* ASSIGNED TASK 1:
In the networking-hardware article, how much revenue did Juniper Networks post for the December quarter?
* ASSIGNED TASK 2:
Translate this sentence from the networking-hardware article into Spanish: "Extreme Networks is not alone in facing these challenges."

### PAGE EXCERPT ###

Networking-Hardware Sector Faces Post-Covid Challenges

by Warren Seah

The networking-hardware sector is grappling with the aftermath of the Covid-19 pandemic, and this issue is significantly impacting the stocks within the industry.

Alarming Earnings News

Two players in the group have recently reported concerning earnings news. Extreme Networks shares have experienced a significant decline after the company provided financial guidance for the March and June quarters that fell well below Wall Street’s expectations.

Extreme Networks’ Projection

For the March quarter, Extreme expects revenue to be between $200 million and $210 million, which is a miss of over $100 million. Similarly, their guidance for the June quarter is in the range of $265 million to $275 million, below the consensus estimate of $355 million.

Reason behind the Shortfall

Extreme Networks attributes this shortfall to high customer inventories resulting from a surge in shipments. This surge occurred following the normalization of component availability in recent quarters, after the parts shortage caused by the Covid-19 pandemic.

A Familiar Trend

Extreme Networks is not alone in facing these challenges. Cisco, another prominent player in the sector, also mentioned a similar issue in their financial results announcement last November.

In Cisco’s own words, “Cisco saw a slowdown of new product orders in the first quarter of fiscal 2024 and believes the primary reason is that customers are currently focused on installing and implementing products in their environments following exceptionally strong product delivery over the past three quarters. Cisco estimates there are one to two quarters of shipped product orders still waiting to be implemented by its customers.”

The networking-hardware sector continues to navigate through these difficulties, and it remains to be seen how long it will take for the industry to fully recover from the disruptions caused by the pandemic.

Juniper Networks Reports Disappointing December Quarter Results

Juniper Networks, which recently agreed to be acquired by Hewlett Packard Enterprise for $14 billion in cash, announced its December quarter results on Tuesday. Unfortunately, the company missed its financial targets on almost every line.

Revenue Decline and Missed Guidance

Juniper posted revenue of $1.36 billion, which is a 6% decline from the previous year and a 2% decline sequentially. This fell short of the company’s guidance of $1.4 billion. The decrease in revenue was mainly due to a 13% drop in product revenue, although there was a 10% growth in services.

Non-GAAP Operating Margin and Adjusted Profits

The non-GAAP operating margin was 18.3%, slightly below the company’s target of 18.6%. Additionally, adjusted profits came in at 61 cents per share, missing the target of 63 cents.

Product Orders Down on Year-Over-Year Basis

On a year-over-year basis, product orders were down by single digits. Juniper attributed the revenue miss to “the timing of orders and our ability to deliver those orders within the period.”

Analyst’s Concerns and Market Reaction

Piper Sandler analyst James Fish expressed concern about the disappointing results in a research note. He mentioned that if it weren’t for the pending acquisition, Juniper shares would likely be selling off.

The news had a minimal impact on Juniper’s stock, considering the impending acquisition. However, the shares of Hewlett Packard Enterprise dropped 3.6% to $15.32. Other major players in the industry also experienced declines, with Cisco falling 3% to $50.69 and Arista Networks dropping 4.9% to $258.74.

### EXERCISE DATA ###

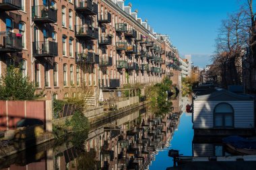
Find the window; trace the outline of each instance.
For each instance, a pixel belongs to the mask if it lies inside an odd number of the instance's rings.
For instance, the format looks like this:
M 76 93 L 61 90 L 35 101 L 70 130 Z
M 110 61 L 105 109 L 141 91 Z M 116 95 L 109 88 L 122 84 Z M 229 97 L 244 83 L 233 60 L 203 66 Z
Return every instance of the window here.
M 62 54 L 63 56 L 66 55 L 66 38 L 65 37 L 62 37 Z
M 70 65 L 70 85 L 73 85 L 73 65 Z
M 69 39 L 69 56 L 73 56 L 73 40 Z
M 22 71 L 24 77 L 26 75 L 27 73 L 26 69 L 26 60 L 22 59 L 20 61 L 20 71 Z
M 69 28 L 72 29 L 72 10 L 69 10 Z
M 79 66 L 76 67 L 76 85 L 79 85 L 80 84 L 80 75 L 79 71 Z
M 22 48 L 25 48 L 25 24 L 24 23 L 19 23 L 19 34 L 22 35 Z
M 64 86 L 67 85 L 67 65 L 63 65 L 63 84 Z
M 22 10 L 25 11 L 25 0 L 22 0 Z
M 44 87 L 49 87 L 49 63 L 44 64 Z
M 234 110 L 228 103 L 218 104 L 214 111 L 214 127 L 232 127 L 234 126 Z
M 56 40 L 56 32 L 53 32 L 52 33 L 52 38 L 53 38 L 53 42 L 57 42 Z
M 12 20 L 9 18 L 6 18 L 5 24 L 6 24 L 6 32 L 12 32 L 12 30 L 13 30 Z
M 62 6 L 61 9 L 61 15 L 62 15 L 62 26 L 63 27 L 66 26 L 66 16 L 65 16 L 65 10 L 66 8 L 64 6 Z
M 58 65 L 56 62 L 53 64 L 53 85 L 58 85 Z
M 39 73 L 39 63 L 36 62 L 34 64 L 34 80 L 36 87 L 40 87 L 40 73 Z

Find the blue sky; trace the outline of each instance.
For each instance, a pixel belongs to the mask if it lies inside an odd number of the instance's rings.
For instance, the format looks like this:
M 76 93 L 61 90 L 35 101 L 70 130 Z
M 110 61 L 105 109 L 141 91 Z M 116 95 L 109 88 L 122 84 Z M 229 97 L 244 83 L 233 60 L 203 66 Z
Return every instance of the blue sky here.
M 247 0 L 126 0 L 148 20 L 154 32 L 168 34 L 183 57 L 191 54 L 194 65 L 210 64 L 221 21 Z

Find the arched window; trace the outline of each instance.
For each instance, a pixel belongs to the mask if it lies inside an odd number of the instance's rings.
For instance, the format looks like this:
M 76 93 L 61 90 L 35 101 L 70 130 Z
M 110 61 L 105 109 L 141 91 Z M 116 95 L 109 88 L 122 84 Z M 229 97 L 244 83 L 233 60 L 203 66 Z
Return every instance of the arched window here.
M 24 59 L 22 59 L 20 60 L 20 71 L 22 71 L 22 75 L 24 77 L 26 76 L 26 73 L 27 73 L 27 71 L 26 71 L 26 60 L 24 60 Z
M 72 10 L 69 10 L 69 28 L 72 29 Z
M 73 65 L 70 65 L 70 85 L 73 85 Z
M 54 86 L 58 85 L 58 65 L 53 63 L 53 83 Z
M 22 35 L 22 48 L 24 48 L 26 47 L 25 24 L 22 22 L 19 23 L 19 34 Z
M 63 27 L 66 26 L 66 16 L 65 16 L 66 8 L 65 6 L 62 6 L 61 9 L 61 16 L 62 16 L 62 26 Z
M 63 85 L 67 85 L 67 64 L 63 65 Z
M 6 32 L 12 32 L 13 24 L 11 19 L 6 18 L 5 19 Z
M 215 106 L 214 125 L 216 128 L 234 126 L 234 110 L 231 105 L 221 103 Z

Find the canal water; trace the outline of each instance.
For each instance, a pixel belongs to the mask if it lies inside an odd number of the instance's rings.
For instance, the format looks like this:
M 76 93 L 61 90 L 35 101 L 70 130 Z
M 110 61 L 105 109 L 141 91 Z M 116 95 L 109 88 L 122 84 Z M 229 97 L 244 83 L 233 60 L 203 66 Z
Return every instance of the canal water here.
M 128 112 L 92 126 L 85 140 L 51 141 L 0 159 L 0 169 L 166 169 L 173 165 L 169 149 L 192 155 L 191 116 L 184 112 L 189 103 L 173 99 L 173 111 L 160 118 L 148 108 Z

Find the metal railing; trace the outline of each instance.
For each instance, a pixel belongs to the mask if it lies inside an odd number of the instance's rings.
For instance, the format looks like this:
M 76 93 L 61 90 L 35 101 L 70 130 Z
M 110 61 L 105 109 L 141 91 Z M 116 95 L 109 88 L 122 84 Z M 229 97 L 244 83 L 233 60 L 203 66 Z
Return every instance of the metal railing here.
M 5 11 L 19 10 L 22 7 L 22 0 L 0 0 L 0 8 Z
M 52 7 L 44 5 L 32 6 L 32 20 L 47 23 L 57 22 L 57 9 Z
M 110 13 L 109 12 L 99 13 L 98 21 L 98 22 L 101 23 L 110 23 L 111 13 Z
M 16 52 L 22 50 L 22 35 L 0 32 L 0 52 Z
M 58 43 L 51 41 L 33 42 L 34 56 L 54 56 L 58 55 Z

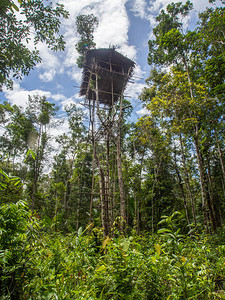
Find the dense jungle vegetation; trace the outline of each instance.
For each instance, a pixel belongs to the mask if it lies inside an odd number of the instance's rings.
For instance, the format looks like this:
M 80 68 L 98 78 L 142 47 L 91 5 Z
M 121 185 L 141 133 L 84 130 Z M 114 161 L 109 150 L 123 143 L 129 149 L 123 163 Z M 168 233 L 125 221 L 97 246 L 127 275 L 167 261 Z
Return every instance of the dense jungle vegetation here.
M 146 115 L 128 122 L 123 100 L 117 142 L 93 147 L 75 104 L 65 108 L 69 132 L 54 137 L 58 108 L 46 97 L 29 96 L 25 108 L 1 101 L 1 299 L 225 299 L 223 4 L 193 30 L 189 1 L 161 10 L 140 95 Z M 68 13 L 41 0 L 0 8 L 0 86 L 11 87 L 11 75 L 41 59 L 24 43 L 29 27 L 36 43 L 63 50 Z M 81 66 L 97 23 L 77 19 Z

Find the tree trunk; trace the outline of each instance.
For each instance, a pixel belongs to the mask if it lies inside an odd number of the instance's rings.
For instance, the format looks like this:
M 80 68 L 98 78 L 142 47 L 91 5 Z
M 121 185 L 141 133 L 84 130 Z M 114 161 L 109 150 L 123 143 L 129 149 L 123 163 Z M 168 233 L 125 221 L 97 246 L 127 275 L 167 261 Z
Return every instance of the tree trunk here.
M 194 203 L 195 201 L 194 201 L 194 197 L 192 194 L 190 180 L 189 180 L 189 174 L 188 174 L 188 170 L 187 170 L 187 166 L 186 166 L 186 159 L 185 159 L 185 155 L 184 155 L 184 146 L 183 146 L 181 133 L 179 133 L 179 139 L 180 139 L 180 147 L 181 147 L 182 164 L 183 164 L 184 174 L 185 174 L 185 185 L 186 185 L 186 189 L 189 193 L 189 197 L 191 200 L 192 216 L 193 216 L 194 224 L 196 227 L 196 214 L 195 214 L 195 203 Z

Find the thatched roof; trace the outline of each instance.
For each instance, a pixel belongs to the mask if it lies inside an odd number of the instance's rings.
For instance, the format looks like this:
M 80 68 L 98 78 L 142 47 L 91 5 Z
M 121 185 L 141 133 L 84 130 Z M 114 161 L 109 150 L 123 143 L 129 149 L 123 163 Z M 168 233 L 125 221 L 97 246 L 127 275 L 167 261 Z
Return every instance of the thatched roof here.
M 135 63 L 115 49 L 93 49 L 86 53 L 80 95 L 96 100 L 98 76 L 99 102 L 112 105 L 123 93 Z M 112 96 L 113 94 L 113 96 Z

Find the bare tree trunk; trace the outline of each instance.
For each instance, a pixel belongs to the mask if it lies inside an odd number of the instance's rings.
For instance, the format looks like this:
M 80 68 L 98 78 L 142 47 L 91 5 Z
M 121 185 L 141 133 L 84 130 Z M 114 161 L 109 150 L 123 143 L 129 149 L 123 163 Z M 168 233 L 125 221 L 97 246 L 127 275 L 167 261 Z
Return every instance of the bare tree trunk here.
M 93 146 L 93 160 L 92 160 L 92 182 L 91 182 L 91 201 L 90 201 L 90 223 L 92 222 L 93 214 L 93 199 L 94 199 L 94 183 L 95 183 L 95 104 L 93 101 L 93 107 L 91 111 L 91 105 L 89 102 L 89 113 L 90 113 L 90 123 L 91 123 L 91 135 L 92 135 L 92 146 Z
M 182 164 L 183 164 L 184 174 L 185 174 L 185 185 L 186 185 L 189 197 L 191 199 L 192 216 L 193 216 L 194 224 L 196 227 L 196 213 L 195 213 L 195 203 L 194 203 L 195 201 L 194 201 L 194 197 L 193 197 L 191 186 L 190 186 L 190 179 L 189 179 L 189 174 L 188 174 L 188 170 L 187 170 L 187 166 L 186 166 L 186 159 L 185 159 L 185 155 L 184 155 L 184 146 L 183 146 L 181 133 L 179 133 L 179 138 L 180 138 Z
M 220 147 L 220 143 L 218 141 L 218 136 L 216 129 L 214 129 L 215 133 L 215 138 L 216 138 L 216 144 L 217 144 L 217 149 L 218 149 L 218 154 L 219 154 L 219 159 L 220 159 L 220 164 L 221 164 L 221 169 L 222 169 L 222 174 L 223 174 L 223 182 L 225 183 L 225 166 L 224 166 L 224 161 L 223 161 L 223 153 Z
M 180 190 L 181 190 L 182 198 L 183 198 L 183 202 L 184 202 L 184 208 L 185 208 L 187 223 L 188 223 L 188 225 L 190 225 L 191 221 L 190 221 L 189 212 L 188 212 L 187 199 L 186 199 L 186 194 L 185 194 L 184 188 L 183 188 L 182 178 L 181 178 L 178 166 L 177 166 L 176 154 L 175 154 L 175 161 L 174 162 L 175 162 L 175 171 L 177 173 L 178 182 L 179 182 L 179 186 L 180 186 Z
M 196 129 L 196 132 L 198 133 L 197 129 Z M 196 148 L 199 174 L 200 174 L 203 217 L 204 217 L 204 223 L 205 223 L 206 229 L 209 232 L 210 227 L 209 227 L 209 224 L 208 224 L 208 212 L 209 212 L 209 218 L 210 218 L 210 222 L 211 222 L 213 230 L 215 230 L 216 225 L 215 225 L 215 219 L 213 217 L 213 212 L 212 212 L 212 204 L 211 204 L 209 194 L 208 194 L 208 191 L 207 191 L 207 184 L 206 184 L 206 178 L 205 178 L 205 173 L 204 173 L 203 159 L 202 159 L 202 155 L 201 155 L 201 152 L 200 152 L 200 149 L 199 149 L 199 144 L 198 144 L 198 134 L 196 134 L 196 136 L 194 138 L 194 141 L 195 141 L 195 148 Z

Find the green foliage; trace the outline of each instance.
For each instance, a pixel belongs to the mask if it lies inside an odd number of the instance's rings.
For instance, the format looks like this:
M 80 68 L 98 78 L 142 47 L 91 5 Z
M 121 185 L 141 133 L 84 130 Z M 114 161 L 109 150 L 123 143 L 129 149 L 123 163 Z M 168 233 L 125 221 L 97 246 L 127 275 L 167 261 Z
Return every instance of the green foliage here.
M 42 0 L 18 1 L 3 0 L 0 4 L 0 88 L 5 84 L 12 87 L 12 77 L 21 78 L 41 61 L 39 51 L 29 50 L 31 28 L 34 43 L 44 42 L 53 50 L 64 50 L 65 41 L 59 34 L 61 20 L 68 18 L 62 4 L 46 4 Z M 18 20 L 15 11 L 24 16 Z
M 158 236 L 103 238 L 92 228 L 43 232 L 24 202 L 0 209 L 1 296 L 17 299 L 223 299 L 224 235 L 180 233 L 179 212 Z
M 38 229 L 36 218 L 23 201 L 0 207 L 0 296 L 13 299 L 22 295 L 28 270 L 28 253 L 32 252 Z M 5 297 L 5 298 L 4 298 Z

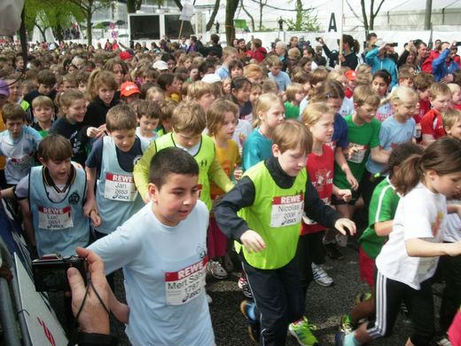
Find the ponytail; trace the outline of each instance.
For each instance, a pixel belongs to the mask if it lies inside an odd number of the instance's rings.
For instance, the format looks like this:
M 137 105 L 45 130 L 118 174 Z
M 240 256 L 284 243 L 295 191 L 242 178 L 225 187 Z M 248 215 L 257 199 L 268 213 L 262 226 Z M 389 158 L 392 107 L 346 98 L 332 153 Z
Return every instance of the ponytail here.
M 422 180 L 424 176 L 421 165 L 422 157 L 420 154 L 411 155 L 400 165 L 393 179 L 393 184 L 398 193 L 407 194 Z

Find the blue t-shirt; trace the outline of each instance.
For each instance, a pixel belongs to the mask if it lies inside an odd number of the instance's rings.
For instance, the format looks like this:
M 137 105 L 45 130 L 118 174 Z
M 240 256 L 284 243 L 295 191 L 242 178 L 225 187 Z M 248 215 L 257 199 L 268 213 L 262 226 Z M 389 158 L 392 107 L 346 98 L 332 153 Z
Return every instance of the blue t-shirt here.
M 413 118 L 405 122 L 397 122 L 390 116 L 381 123 L 379 130 L 379 146 L 384 150 L 391 150 L 402 143 L 410 142 L 415 134 L 416 122 Z M 379 173 L 384 170 L 386 164 L 379 163 L 368 157 L 366 169 L 371 173 Z
M 290 76 L 286 72 L 280 71 L 278 75 L 273 75 L 271 72 L 268 74 L 269 78 L 277 83 L 278 91 L 285 91 L 286 87 L 292 83 Z
M 262 136 L 259 128 L 254 129 L 243 145 L 243 169 L 246 170 L 270 156 L 272 156 L 272 140 Z
M 106 273 L 123 268 L 134 346 L 215 344 L 204 287 L 208 219 L 197 201 L 186 219 L 167 226 L 150 202 L 89 247 Z

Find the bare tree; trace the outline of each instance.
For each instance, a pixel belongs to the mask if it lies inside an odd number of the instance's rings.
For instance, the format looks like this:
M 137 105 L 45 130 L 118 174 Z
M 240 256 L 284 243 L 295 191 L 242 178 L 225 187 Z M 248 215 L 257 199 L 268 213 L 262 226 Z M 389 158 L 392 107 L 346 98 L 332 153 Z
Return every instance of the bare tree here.
M 246 10 L 246 8 L 243 5 L 243 0 L 240 2 L 240 6 L 245 13 L 248 16 L 248 18 L 251 20 L 251 29 L 252 31 L 254 31 L 254 18 L 252 16 L 252 14 Z
M 210 19 L 207 25 L 205 26 L 205 29 L 207 31 L 210 31 L 211 27 L 213 27 L 213 23 L 215 23 L 215 18 L 216 18 L 216 14 L 218 14 L 219 5 L 221 4 L 221 0 L 215 0 L 215 7 L 213 7 L 213 12 L 211 12 Z
M 226 40 L 230 45 L 231 45 L 235 37 L 234 17 L 239 2 L 239 0 L 226 1 Z
M 365 0 L 360 0 L 360 5 L 362 7 L 362 19 L 360 19 L 357 12 L 355 11 L 355 9 L 352 7 L 348 0 L 346 0 L 346 3 L 348 4 L 348 6 L 349 7 L 350 11 L 354 14 L 354 16 L 360 20 L 362 23 L 363 23 L 363 28 L 365 28 L 365 33 L 368 35 L 371 30 L 374 29 L 374 20 L 375 18 L 378 16 L 378 13 L 379 12 L 379 10 L 381 9 L 381 6 L 385 0 L 378 0 L 379 2 L 379 4 L 378 5 L 378 8 L 376 11 L 374 10 L 375 6 L 375 0 L 370 0 L 370 11 L 368 17 L 366 6 L 367 4 L 365 4 Z

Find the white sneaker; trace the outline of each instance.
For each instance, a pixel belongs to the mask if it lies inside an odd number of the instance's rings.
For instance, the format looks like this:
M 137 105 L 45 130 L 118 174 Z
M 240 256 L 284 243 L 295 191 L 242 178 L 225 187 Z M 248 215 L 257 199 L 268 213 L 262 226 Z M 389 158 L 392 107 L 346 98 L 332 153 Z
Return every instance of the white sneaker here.
M 312 275 L 314 280 L 324 287 L 328 287 L 333 284 L 333 279 L 326 273 L 321 265 L 312 263 Z
M 217 279 L 219 280 L 226 279 L 229 276 L 229 274 L 224 270 L 224 268 L 223 268 L 223 265 L 219 261 L 210 260 L 208 262 L 207 270 L 213 278 Z

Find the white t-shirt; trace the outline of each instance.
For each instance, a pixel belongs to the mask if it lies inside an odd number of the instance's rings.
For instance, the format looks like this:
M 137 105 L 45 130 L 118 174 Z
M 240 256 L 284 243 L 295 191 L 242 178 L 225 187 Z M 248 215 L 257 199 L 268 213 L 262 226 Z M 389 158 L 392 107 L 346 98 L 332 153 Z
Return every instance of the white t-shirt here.
M 461 204 L 461 201 L 451 200 L 449 204 Z M 449 214 L 443 226 L 443 241 L 461 240 L 461 217 L 457 213 Z
M 441 242 L 446 215 L 445 196 L 419 183 L 400 200 L 389 240 L 376 258 L 378 270 L 387 278 L 419 289 L 419 284 L 435 272 L 439 257 L 410 257 L 405 240 L 420 238 Z
M 208 210 L 200 201 L 175 227 L 161 224 L 149 202 L 89 247 L 107 273 L 123 268 L 126 333 L 133 345 L 215 343 L 204 287 L 207 226 Z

###

* FINAL ANSWER 1:
$1.36 billion

* FINAL ANSWER 2:
Extreme Networks no es la única que enfrenta estos desafíos.